Dataset –
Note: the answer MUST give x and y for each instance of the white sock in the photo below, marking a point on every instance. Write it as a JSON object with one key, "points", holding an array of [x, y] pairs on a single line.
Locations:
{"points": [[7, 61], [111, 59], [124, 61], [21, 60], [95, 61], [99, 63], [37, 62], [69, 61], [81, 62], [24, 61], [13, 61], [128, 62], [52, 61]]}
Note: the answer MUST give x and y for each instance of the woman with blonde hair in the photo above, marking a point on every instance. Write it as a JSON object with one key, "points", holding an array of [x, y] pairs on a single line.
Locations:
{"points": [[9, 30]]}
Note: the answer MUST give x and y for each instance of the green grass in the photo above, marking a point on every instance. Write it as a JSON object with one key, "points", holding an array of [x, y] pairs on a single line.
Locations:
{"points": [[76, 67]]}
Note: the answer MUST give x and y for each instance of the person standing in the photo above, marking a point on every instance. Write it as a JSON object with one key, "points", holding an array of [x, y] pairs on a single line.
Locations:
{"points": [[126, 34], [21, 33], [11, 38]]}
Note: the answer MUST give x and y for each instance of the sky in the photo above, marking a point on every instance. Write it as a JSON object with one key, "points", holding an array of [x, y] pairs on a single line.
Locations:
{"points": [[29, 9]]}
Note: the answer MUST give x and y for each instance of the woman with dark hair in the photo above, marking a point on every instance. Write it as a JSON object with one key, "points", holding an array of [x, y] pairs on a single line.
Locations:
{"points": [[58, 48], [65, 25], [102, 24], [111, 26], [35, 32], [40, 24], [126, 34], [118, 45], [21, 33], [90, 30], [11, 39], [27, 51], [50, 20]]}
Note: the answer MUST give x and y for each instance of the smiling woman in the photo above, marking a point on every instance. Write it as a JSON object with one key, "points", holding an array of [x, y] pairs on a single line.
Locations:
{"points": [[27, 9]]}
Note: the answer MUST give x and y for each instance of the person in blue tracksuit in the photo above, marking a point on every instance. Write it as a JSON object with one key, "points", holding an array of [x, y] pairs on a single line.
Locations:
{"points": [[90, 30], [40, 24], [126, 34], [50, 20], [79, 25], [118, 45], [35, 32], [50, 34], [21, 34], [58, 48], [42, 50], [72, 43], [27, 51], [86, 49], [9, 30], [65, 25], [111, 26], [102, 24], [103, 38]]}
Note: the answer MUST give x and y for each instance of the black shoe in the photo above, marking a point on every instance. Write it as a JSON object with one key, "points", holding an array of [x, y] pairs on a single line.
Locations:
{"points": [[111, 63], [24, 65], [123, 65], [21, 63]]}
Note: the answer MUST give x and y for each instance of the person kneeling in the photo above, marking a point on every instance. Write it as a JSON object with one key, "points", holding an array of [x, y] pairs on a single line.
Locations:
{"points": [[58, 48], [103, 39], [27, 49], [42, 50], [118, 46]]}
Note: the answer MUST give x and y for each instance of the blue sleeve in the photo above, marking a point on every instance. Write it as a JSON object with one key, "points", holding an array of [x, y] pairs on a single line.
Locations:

Exercise objective –
Print all of the records above word for word, keeping every line in its original order.

Response to this exercise –
Note: the answer MUST give x and y for each instance of the white sock in the photo below, marking a point on every instance. Write it as a JSON object with one key, "points", holding an array of [x, y] pairs on a single line.
Locations:
{"points": [[7, 61], [111, 59], [124, 61], [21, 60], [95, 61], [99, 63], [37, 62], [69, 61], [81, 62], [24, 61], [13, 61], [128, 62], [52, 61]]}
Note: the answer MUST give x and y for each instance of the woman with blonde hair in the photo above, marking a point on every instance. Write it as a JSON object with one key, "points", holding an array of [x, y] pairs on a single line.
Locations:
{"points": [[9, 30]]}
Note: the answer MUST give x and y for each instance of the green grass in the photo above, marking a point on every instance. Write it as a JSON object with one key, "points", holding an array of [x, y] pairs on a single line.
Locations:
{"points": [[76, 67]]}
Note: the answer MUST give x and y for each instance of the person standing in the photo above, marking a point on every instance. Write it as a JSON object with one key, "points", holding an array of [x, y] pairs on a single line.
Locations:
{"points": [[126, 34], [21, 33], [11, 38]]}
Note: the answer MUST give x and y for each instance of the sky in the photo above, marking a point on every instance. Write it as a JSON object with one key, "points", holding an array of [x, y] pairs on a single line.
Locations:
{"points": [[29, 9]]}
Note: the answer MUST give x and y for each instance of the woman with dark hair in the photo above, marking a point on every instance. Write it as a JSON object with one key, "points", holding an array of [x, y] pairs on a single line.
Locations:
{"points": [[58, 48], [65, 25], [102, 24], [111, 26], [35, 32], [40, 24], [126, 34], [118, 45], [21, 33], [90, 30], [11, 39], [27, 51], [50, 20]]}
Note: the answer MUST give x and y for each instance of the smiling woman in the photo above, marking a point on every instance. Write it as a JSON object with one key, "points", holding an array of [x, y] pairs on a single line.
Locations:
{"points": [[27, 9]]}
Note: the answer MUST give x and y for each instance of the person in blue tracksuit in the photo above, marking a point on every instance. Write it as a JSON object with one key, "points", holding an array of [x, y] pairs on a single line.
Locations:
{"points": [[90, 30], [40, 24], [126, 34], [50, 20], [79, 25], [118, 45], [35, 32], [50, 34], [21, 34], [58, 48], [42, 50], [72, 43], [27, 51], [86, 49], [9, 30], [65, 25], [111, 26], [102, 24], [103, 38]]}
Note: the answer MUST give x and y for each instance of the black shoe in the photo above, marking a point on every instance. Write it as a JSON object with one key, "points", holding an array of [x, y] pairs on a single line.
Locations:
{"points": [[111, 63], [24, 65], [123, 65], [21, 63]]}
Note: the answer MUST give x and y for each instance of the person kneeling in the photo above, marking a point on every instance. Write it as a JSON object with one key, "points", holding an array of [x, y] pairs on a single line.
Locations:
{"points": [[58, 48], [103, 39], [27, 49], [42, 50], [118, 46]]}
Note: the answer MUST give x and y for each instance of the blue sleeve in the photo above, marking a point on every instance. Write it as a JSON object with one key, "points", holding an array of [x, y] pairs on a single line.
Locations:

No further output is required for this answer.